[OBJECTIVE] Reproduce every line of the rows below in full, and shift each coordinate in the answers by adding 31 to it.

--- START DATA SHOWN ---

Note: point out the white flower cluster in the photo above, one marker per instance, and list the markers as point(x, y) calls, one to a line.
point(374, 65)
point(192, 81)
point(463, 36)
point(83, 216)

--- END DATA SHOWN ---

[OUTPUT FOR THIS EXERCISE]
Note: point out the white flower cluster in the photo above, one marker per instance, and list the markers as point(x, y) calls, one to a line.
point(405, 96)
point(223, 112)
point(494, 67)
point(114, 247)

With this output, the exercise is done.